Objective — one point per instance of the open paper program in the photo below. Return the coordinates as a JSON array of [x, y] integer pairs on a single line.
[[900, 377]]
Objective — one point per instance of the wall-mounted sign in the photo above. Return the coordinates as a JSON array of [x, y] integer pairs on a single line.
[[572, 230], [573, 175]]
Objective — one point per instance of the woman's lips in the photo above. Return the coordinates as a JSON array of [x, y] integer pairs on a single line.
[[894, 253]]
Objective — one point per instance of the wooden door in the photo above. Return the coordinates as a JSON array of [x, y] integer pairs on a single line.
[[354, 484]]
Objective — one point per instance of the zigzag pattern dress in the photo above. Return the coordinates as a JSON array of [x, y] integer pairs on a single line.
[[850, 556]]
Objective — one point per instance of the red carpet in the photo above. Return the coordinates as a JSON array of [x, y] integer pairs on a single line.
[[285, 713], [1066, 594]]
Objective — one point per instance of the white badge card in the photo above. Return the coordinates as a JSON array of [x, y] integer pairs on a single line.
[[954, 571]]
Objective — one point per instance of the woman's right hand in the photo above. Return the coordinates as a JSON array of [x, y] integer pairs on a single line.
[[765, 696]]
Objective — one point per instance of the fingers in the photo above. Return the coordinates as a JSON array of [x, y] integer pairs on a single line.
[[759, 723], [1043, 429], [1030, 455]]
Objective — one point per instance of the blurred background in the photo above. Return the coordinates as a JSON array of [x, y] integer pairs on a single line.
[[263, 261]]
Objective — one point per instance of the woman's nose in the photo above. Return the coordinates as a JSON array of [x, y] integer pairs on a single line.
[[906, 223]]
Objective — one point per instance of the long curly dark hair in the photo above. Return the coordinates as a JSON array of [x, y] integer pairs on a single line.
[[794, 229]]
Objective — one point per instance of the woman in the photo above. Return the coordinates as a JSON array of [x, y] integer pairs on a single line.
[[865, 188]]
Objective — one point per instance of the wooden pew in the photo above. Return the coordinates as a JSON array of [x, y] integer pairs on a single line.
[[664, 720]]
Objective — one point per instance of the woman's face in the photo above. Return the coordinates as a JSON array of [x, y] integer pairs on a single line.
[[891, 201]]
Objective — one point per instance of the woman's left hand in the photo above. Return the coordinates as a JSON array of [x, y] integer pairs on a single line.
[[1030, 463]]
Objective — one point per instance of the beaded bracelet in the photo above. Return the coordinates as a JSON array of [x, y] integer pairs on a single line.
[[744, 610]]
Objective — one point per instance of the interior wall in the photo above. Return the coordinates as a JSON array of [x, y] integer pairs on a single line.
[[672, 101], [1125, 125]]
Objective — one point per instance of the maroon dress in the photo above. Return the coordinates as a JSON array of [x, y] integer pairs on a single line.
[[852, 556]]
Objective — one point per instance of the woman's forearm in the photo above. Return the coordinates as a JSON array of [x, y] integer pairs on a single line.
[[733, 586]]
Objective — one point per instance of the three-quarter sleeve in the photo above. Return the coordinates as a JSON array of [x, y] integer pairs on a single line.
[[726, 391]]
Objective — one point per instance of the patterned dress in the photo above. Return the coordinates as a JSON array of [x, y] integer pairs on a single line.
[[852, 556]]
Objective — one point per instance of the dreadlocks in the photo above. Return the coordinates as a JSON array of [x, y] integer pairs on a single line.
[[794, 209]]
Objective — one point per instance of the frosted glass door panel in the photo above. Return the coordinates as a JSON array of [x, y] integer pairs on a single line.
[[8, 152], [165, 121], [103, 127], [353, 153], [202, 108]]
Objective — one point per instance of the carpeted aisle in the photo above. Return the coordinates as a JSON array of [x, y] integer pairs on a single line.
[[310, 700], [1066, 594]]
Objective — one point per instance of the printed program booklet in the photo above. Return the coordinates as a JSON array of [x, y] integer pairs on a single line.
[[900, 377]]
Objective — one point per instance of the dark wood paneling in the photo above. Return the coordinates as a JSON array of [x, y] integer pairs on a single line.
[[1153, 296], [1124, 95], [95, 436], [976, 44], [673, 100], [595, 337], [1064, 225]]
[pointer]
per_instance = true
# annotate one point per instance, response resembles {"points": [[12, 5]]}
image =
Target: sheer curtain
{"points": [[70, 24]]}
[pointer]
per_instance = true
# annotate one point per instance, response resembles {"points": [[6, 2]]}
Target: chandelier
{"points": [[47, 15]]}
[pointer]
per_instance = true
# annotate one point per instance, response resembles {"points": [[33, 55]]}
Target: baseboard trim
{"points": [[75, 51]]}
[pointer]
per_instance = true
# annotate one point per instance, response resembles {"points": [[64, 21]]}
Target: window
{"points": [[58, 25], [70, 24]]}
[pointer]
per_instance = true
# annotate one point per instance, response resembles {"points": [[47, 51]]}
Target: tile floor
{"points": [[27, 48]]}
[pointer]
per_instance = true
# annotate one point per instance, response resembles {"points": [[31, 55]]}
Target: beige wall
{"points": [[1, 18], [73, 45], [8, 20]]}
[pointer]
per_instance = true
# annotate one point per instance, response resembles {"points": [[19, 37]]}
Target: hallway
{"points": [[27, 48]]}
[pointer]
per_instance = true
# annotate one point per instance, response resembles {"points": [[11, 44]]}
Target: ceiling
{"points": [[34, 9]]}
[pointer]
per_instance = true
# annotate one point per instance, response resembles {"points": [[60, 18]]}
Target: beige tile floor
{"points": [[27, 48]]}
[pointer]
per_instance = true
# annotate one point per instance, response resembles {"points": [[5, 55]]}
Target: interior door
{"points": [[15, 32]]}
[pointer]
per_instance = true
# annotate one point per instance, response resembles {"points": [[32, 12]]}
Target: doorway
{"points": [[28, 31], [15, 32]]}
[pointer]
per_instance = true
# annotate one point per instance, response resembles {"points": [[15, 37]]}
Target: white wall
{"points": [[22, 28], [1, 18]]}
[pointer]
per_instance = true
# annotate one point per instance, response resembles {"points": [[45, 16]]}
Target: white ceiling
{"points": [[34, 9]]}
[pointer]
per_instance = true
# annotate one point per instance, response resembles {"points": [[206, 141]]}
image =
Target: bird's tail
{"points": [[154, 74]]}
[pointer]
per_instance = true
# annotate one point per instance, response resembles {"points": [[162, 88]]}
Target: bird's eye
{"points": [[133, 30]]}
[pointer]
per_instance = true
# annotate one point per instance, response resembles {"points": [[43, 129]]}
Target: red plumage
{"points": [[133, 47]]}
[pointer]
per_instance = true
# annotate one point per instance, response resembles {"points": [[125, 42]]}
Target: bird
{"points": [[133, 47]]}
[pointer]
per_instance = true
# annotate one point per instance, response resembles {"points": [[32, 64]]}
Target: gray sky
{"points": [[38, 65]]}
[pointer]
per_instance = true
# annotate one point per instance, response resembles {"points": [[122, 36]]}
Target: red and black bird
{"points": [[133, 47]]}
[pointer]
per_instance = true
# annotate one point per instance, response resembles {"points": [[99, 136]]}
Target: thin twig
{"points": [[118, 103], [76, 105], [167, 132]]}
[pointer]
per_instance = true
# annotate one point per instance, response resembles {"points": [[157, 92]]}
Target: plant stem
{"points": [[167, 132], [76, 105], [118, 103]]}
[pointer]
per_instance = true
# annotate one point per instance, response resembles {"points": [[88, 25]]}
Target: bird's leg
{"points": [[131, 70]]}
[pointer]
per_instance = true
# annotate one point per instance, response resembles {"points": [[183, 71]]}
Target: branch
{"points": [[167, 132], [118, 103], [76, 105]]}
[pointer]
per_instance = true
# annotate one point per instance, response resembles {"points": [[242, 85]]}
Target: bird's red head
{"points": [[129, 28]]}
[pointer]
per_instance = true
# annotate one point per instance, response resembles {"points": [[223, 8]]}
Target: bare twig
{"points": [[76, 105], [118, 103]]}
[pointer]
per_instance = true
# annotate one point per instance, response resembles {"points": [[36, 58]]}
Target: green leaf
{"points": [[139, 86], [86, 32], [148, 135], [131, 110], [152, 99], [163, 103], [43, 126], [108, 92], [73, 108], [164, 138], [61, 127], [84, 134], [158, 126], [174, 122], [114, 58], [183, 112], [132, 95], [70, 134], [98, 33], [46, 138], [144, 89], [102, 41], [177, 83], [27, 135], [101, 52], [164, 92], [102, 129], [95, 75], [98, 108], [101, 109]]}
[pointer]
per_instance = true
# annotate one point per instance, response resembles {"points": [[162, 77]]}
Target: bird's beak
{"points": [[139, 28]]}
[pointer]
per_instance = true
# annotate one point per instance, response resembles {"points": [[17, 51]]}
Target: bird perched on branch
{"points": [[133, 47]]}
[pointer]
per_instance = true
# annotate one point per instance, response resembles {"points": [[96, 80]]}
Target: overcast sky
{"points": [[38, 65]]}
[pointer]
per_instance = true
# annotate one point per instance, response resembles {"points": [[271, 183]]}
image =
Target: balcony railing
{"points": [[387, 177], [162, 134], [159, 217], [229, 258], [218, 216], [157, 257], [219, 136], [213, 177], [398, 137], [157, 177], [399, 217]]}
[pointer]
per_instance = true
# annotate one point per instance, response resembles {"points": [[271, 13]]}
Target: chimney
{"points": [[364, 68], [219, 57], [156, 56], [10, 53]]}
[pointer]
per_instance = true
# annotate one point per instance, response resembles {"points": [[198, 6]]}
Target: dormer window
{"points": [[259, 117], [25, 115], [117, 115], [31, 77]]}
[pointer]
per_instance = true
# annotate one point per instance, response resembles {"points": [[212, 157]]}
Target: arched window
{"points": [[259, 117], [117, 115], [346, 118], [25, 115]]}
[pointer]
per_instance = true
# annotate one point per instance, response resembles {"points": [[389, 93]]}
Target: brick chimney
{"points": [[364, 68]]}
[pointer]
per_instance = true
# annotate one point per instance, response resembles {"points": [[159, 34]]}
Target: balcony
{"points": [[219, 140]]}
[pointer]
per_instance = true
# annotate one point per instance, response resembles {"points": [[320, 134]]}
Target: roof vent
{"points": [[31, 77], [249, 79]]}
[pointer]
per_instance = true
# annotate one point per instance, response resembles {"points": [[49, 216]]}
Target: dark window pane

^^^^^^^^^^^^^^^^

**Problem requirements**. All lines from the line containing "Target: dormer window" through the last line of the data are to be repeated exactly; no other line belongs in the answer.

**Written answer**.
Target: dormer window
{"points": [[259, 117], [25, 115], [117, 115], [31, 77]]}
[pointer]
per_instance = true
# annotate one point per instance, response resembles {"points": [[212, 157]]}
Target: arched window
{"points": [[259, 117], [117, 115], [346, 118], [25, 115]]}
[pointer]
per_instance = true
# annotate one point per instance, response resembles {"points": [[389, 93]]}
Target: brick chimney
{"points": [[364, 68]]}
[pointer]
per_instance = true
# annotate one point per instance, response resembles {"points": [[159, 34]]}
Target: balcony
{"points": [[219, 140]]}
[pointer]
per_instance = true
# annotate one point per instance, response resembles {"points": [[320, 134]]}
Target: roof vent
{"points": [[31, 77], [249, 79]]}
[pointer]
per_instance = true
# annotate one point per instance, response resembles {"points": [[49, 216]]}
Target: dark window pane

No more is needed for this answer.